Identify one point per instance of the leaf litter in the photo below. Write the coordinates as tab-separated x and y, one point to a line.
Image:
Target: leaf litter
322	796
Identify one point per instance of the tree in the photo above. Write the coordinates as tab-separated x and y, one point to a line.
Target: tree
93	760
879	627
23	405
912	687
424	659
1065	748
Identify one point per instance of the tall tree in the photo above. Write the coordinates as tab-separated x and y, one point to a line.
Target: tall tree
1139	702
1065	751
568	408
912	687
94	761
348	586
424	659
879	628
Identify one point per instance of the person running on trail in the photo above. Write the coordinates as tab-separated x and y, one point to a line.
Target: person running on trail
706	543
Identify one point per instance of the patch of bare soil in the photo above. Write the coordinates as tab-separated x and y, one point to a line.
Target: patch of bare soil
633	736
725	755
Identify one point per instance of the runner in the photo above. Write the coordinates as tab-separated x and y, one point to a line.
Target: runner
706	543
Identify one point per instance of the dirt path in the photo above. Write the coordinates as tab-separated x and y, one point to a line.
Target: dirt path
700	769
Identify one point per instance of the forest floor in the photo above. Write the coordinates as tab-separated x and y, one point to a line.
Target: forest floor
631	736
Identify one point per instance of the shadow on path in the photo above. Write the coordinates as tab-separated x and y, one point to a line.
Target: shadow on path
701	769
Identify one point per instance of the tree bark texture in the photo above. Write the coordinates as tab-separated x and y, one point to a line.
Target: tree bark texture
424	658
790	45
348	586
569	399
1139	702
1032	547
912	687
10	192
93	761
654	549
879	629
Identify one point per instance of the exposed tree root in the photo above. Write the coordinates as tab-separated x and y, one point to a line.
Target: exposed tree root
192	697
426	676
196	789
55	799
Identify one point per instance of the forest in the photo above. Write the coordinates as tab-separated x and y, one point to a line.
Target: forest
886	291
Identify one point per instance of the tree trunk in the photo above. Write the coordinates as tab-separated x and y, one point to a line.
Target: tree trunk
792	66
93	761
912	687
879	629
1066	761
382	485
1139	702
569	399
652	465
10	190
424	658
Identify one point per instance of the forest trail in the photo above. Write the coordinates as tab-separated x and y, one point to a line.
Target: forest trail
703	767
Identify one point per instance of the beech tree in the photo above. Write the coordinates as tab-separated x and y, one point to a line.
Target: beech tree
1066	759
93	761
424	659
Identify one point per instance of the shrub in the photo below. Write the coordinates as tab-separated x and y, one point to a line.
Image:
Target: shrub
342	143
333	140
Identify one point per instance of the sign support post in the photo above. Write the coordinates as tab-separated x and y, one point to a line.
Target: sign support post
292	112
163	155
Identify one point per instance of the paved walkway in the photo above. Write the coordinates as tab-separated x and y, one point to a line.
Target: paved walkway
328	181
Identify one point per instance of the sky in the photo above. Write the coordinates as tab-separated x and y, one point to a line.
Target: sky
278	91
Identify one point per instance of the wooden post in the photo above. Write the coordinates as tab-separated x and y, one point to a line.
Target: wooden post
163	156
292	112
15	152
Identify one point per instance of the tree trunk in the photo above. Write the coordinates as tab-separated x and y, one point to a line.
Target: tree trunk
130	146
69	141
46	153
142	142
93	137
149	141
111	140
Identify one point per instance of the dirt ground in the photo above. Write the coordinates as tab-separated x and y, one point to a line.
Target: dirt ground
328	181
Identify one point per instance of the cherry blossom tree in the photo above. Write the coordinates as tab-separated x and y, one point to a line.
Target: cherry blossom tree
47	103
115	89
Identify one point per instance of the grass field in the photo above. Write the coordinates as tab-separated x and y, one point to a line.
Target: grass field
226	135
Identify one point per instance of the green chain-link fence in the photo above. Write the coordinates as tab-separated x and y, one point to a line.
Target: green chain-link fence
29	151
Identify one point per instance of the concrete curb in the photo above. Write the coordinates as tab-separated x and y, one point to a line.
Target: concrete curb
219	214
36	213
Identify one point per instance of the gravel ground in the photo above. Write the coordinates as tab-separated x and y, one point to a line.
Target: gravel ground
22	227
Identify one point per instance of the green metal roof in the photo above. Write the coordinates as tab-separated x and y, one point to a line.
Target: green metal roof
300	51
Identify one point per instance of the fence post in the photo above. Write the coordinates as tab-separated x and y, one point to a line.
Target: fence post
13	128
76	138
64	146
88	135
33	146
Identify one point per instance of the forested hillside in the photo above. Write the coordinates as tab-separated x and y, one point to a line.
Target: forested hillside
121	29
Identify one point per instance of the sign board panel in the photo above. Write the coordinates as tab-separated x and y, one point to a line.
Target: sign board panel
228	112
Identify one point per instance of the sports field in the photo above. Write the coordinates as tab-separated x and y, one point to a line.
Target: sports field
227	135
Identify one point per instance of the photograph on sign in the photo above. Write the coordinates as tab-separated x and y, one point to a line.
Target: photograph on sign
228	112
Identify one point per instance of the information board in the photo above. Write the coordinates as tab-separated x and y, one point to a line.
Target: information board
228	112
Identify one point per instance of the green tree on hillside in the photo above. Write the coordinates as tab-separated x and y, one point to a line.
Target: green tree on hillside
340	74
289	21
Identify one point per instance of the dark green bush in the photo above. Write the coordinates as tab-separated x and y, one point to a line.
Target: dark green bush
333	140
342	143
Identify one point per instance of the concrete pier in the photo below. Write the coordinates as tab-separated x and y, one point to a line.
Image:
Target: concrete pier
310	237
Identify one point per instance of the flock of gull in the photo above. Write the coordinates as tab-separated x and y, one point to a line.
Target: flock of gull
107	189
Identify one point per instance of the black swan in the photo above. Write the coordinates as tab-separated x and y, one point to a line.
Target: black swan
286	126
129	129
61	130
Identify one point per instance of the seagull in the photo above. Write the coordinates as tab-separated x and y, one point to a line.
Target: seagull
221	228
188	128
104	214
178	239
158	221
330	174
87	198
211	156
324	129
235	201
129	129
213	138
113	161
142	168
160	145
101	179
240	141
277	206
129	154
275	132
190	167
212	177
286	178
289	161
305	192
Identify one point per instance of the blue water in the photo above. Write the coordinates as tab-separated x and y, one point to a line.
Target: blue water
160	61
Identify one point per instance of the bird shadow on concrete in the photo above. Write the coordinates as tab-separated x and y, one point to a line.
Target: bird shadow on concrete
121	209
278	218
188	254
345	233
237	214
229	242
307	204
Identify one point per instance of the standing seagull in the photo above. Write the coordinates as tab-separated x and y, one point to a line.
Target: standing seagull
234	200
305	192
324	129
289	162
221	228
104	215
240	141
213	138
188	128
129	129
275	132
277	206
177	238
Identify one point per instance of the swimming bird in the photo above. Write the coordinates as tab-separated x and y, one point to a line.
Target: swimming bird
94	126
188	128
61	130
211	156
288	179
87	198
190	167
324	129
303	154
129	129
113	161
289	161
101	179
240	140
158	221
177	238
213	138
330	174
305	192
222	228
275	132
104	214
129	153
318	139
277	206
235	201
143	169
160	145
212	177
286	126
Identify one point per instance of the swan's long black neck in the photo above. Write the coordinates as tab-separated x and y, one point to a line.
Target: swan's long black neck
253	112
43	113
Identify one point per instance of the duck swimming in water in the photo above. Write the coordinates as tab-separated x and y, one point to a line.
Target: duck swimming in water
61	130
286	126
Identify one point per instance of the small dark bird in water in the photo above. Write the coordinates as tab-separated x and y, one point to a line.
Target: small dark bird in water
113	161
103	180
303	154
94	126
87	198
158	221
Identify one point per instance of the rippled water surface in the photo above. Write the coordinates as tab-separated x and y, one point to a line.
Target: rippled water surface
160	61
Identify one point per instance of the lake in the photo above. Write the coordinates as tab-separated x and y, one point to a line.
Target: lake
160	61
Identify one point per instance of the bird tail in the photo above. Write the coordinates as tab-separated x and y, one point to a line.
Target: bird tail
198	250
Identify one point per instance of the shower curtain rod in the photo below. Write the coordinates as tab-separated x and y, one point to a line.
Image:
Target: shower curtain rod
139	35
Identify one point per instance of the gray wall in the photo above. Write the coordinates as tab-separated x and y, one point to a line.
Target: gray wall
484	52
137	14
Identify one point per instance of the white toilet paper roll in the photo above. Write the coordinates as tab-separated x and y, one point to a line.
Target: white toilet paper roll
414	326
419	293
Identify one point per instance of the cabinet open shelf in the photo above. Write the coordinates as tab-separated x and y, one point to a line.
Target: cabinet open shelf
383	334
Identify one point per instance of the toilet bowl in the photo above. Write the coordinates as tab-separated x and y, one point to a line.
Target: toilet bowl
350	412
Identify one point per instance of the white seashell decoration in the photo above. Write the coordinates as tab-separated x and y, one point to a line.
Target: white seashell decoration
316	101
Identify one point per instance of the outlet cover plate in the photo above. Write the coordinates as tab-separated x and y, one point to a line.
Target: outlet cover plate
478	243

—————

**Prompt:**
Reproduce, word for word, every line starting at the line that contains "Identify one point per instance of the toilet" and ending with the final line of the entries.

**Answer to the problem:**
Identify one point per instance of the toilet bowl in the photo above. Write the coordinates as tab-separated x and y, one point to a line.
Target: toilet bowl
350	412
Identify one point per instance of the white seashell decoration in the photo above. Write the coordinates as tab-separated x and y, one point to a line.
Target: white seashell decoration
316	101
Identify one point per instance of the outlet cover plate in the photo above. Write the coordinates as tab-separated x and y, one point to a line.
Target: outlet cover plate
478	243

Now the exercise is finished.